In a possible implementation of the embodiments of the disclosure, when the operation unit 120 performs the convolution operation, the quantizing unit 110 is further configured to: convert the float type input data into a short type input data, and the operation unit 120 performs the convolution operation to the converted short type input data. Thus, the quantization process can be simplified into a process of converting the float type input data into the short type input data, which can not only ensure an accuracy of the convolution process, but also can reduce a computing overhead of the quantization process.

The float type input data can be stored in the internal memory of the DSP.

In a possible implementation of the embodiments of the disclosure, the NPU 100 can be connected to the RAM through a high-speed access interface, and the RAM can obtain the short type input data from the NPU, and transfer the short type input data into the RAM, so that in the subsequent calculation process, the operation unit 120 can effectively acquire the short type input data from the RAM, and perform the convolution operation to the short type input data. That is, in the disclosure, the short type input data output by the quantizing unit 110 may be stored by the RAM.

The above RAM is the RAM of the NPU, referred to as NPURAM for short.

In order to clearly illustrate how the convolution operation is performed on the short type input data in the above embodiments of the disclosure, the disclosure provides another NPU.

FIG. 2 is a schematic diagram of an NPU 200 according to a second embodiment of the disclosure.

As illustrated in FIG. 2, the NPU 200 may include: a quantizing unit 210 and an operation unit 220. The operation unit 220 includes a first register 221, a second register 222 and an accumulator 223.

The quantizing unit 210 is configured to: convert the float type input data into short type input data, and perform the convolution operation to the converted short type input data.

The NPU 200 is connected to the RAM through the high-speed access interface. The RAM is configured to transfer the short type input data to the RAM.

The first register 221 is configured to read the short type input data from the RAM within a first cycle.

The second register 222 is configured to read at least part of network parameters stored in a PSRAM within a plurality of cycles after the first cycle, and perform a dot product operation to the at least part of the network parameters read within each cycle and the corresponding input data in the first register 221.

The accumulator 223 is configured to obtain a dot product result and perform accumulation according to the dot product result to obtain the operation result of the convolution operation.

For example, the network parameter is marked as weight′, the network parameter weight′ can be divided into 8 network parameters weight″, each weight″ is read through the bus. The convolution operation is only for the short type input data and weight″. When a certain network parameter weight″ is obtained within a certain cycle, during performing the convolution operation based on the network parameter weight″ and the short type input data, the operation unit can read a next network parameter weight″, so that the reading/loading process and the convolution calculation process can be performed in parallel, thus improving an efficiency of the convolution calculation.

For example, the input data is marked as I, the network parameter of the neural network is W, and the input data is 128 bytes, the first 4 bytes [0,3] in the input data can be read within the first cycle, the network parameters of 32 cycles are read from the second cycle to the 33rd cycle, that is, 128 bytes of network parameters. As illustrated in FIG. 3, the dot product operation is performed on the first 4 bytes of the input data and the 128 bytes of the network parameters simultaneously, and the ACC accumulates dot product operation results for the 32 cycles in total.

> [Provided material]:
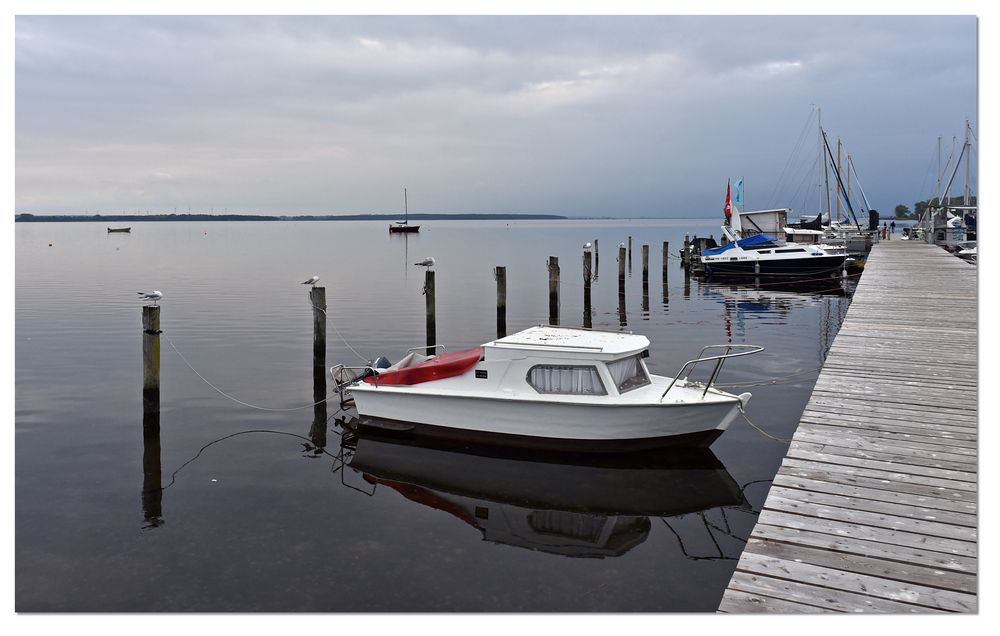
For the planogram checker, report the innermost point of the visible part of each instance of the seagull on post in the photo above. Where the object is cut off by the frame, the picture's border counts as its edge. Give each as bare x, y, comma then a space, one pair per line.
153, 296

> [What the exercise asks]: Quote the NPU passage starting with "The second register" and going on through "first register 221.". Rely only on the NPU passage.

> [Complete response]:
The second register 222 is configured to read at least part of network parameters stored in a PSRAM within a plurality of cycles after the first cycle, and perform a dot product operation to the at least part of the network parameters read within each cycle and the corresponding input data in the first register 221.